WHAT THE EXERCISE ASKS:
Rewrite the lines from the one containing "point: paving slab" through the end of the records as a JSON list of strings, with one string per line and blank lines omitted.

——

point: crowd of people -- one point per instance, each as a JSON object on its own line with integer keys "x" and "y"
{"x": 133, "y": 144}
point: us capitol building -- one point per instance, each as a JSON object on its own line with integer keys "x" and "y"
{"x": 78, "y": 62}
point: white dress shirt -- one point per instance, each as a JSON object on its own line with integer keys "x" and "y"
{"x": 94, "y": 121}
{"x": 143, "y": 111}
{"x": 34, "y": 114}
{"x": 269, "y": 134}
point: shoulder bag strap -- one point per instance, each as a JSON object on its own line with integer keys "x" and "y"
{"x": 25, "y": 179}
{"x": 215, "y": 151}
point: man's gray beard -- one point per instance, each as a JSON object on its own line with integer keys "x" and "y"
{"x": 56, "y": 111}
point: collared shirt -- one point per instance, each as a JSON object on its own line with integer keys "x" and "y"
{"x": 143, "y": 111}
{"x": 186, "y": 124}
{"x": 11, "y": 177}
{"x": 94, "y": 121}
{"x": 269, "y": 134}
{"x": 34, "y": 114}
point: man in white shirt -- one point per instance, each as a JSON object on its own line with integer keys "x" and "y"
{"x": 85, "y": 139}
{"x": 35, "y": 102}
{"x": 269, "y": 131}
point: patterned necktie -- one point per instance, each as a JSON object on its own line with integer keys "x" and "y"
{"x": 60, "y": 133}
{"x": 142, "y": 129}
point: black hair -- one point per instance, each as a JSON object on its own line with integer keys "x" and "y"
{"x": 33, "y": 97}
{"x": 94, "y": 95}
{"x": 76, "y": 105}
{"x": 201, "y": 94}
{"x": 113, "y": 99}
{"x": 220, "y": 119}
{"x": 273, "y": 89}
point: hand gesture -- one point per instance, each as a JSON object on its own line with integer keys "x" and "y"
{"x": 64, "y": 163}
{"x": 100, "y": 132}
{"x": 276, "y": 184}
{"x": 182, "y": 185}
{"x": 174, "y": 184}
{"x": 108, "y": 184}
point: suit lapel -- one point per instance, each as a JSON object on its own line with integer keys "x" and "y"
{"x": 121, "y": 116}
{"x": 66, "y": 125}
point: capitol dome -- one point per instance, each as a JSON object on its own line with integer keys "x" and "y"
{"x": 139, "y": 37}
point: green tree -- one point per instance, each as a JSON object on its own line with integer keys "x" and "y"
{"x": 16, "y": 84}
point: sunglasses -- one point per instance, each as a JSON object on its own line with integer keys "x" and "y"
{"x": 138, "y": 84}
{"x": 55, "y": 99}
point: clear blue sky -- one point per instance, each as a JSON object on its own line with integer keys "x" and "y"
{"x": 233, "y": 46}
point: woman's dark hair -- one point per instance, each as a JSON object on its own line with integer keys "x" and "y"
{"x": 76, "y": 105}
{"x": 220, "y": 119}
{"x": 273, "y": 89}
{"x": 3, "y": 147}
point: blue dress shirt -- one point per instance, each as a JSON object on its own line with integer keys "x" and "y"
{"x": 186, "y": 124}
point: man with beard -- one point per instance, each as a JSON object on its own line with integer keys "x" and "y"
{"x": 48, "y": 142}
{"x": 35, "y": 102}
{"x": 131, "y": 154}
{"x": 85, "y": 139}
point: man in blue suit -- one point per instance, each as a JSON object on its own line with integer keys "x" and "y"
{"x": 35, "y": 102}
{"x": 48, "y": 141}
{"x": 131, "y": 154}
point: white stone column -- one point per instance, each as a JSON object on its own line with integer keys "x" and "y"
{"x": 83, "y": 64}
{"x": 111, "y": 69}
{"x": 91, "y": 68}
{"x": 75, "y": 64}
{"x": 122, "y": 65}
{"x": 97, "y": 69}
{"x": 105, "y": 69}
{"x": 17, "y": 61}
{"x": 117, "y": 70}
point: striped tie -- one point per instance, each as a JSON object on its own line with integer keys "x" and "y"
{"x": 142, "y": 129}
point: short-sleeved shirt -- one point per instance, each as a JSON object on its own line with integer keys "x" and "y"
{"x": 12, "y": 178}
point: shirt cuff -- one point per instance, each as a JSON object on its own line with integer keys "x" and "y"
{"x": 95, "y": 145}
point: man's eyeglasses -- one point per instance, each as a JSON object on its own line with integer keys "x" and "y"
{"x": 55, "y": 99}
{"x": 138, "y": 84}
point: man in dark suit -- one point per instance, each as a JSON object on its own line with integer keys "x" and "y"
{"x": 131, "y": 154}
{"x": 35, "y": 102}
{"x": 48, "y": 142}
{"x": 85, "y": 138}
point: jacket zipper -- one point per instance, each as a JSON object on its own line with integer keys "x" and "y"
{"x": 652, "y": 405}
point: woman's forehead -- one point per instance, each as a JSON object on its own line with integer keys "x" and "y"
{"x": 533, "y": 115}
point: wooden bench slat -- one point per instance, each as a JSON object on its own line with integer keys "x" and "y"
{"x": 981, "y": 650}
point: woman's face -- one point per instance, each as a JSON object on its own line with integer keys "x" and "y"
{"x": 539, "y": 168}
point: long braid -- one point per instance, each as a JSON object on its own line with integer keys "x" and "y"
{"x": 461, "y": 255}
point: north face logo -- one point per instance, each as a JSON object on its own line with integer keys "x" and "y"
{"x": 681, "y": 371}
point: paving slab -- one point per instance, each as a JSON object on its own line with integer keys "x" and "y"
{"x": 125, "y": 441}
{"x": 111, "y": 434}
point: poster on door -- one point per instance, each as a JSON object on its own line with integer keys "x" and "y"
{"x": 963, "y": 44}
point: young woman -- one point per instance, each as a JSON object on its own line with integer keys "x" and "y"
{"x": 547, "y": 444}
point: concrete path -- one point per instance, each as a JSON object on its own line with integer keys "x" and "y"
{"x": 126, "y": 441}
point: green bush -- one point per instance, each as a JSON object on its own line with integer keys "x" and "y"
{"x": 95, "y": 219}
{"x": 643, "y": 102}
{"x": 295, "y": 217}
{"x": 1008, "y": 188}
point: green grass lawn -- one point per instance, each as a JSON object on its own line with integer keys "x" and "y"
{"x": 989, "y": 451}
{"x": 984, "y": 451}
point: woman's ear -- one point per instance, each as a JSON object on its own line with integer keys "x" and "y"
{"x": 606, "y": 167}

——

FINAL ANSWER:
[
  "point: paving slab -- one point per instance, each as a JSON object on its own line with integer keys \"x\" and \"y\"",
  "{\"x\": 125, \"y\": 441}",
  "{\"x\": 111, \"y\": 434}",
  "point: poster on door -- one point per instance, each as a JSON object on its own line with integer keys \"x\" and \"y\"",
  "{\"x\": 963, \"y\": 44}",
  "point: young woman -- one point per instance, each as a JSON object on its own line with integer keys \"x\" and \"y\"",
  "{\"x\": 547, \"y\": 444}",
  "point: concrete path -- one point per instance, each as a JSON object on its own line with integer keys \"x\" and \"y\"",
  "{\"x\": 126, \"y\": 441}",
  "point: green bush -- one point per instance, each as a JSON object on its own line with integer keys \"x\" and \"y\"",
  "{\"x\": 95, \"y\": 219}",
  "{\"x\": 643, \"y\": 102}",
  "{\"x\": 295, \"y\": 217}",
  "{\"x\": 1008, \"y\": 188}",
  "point: green grass lawn -- one point per instance, each as a JSON object on its own line with integer keys \"x\" and \"y\"",
  "{\"x\": 989, \"y\": 451}",
  "{\"x\": 984, \"y\": 451}",
  "point: woman's ear -- one point per instance, each as a JSON object on its own line with integer keys \"x\" and \"y\"",
  "{\"x\": 606, \"y\": 167}"
]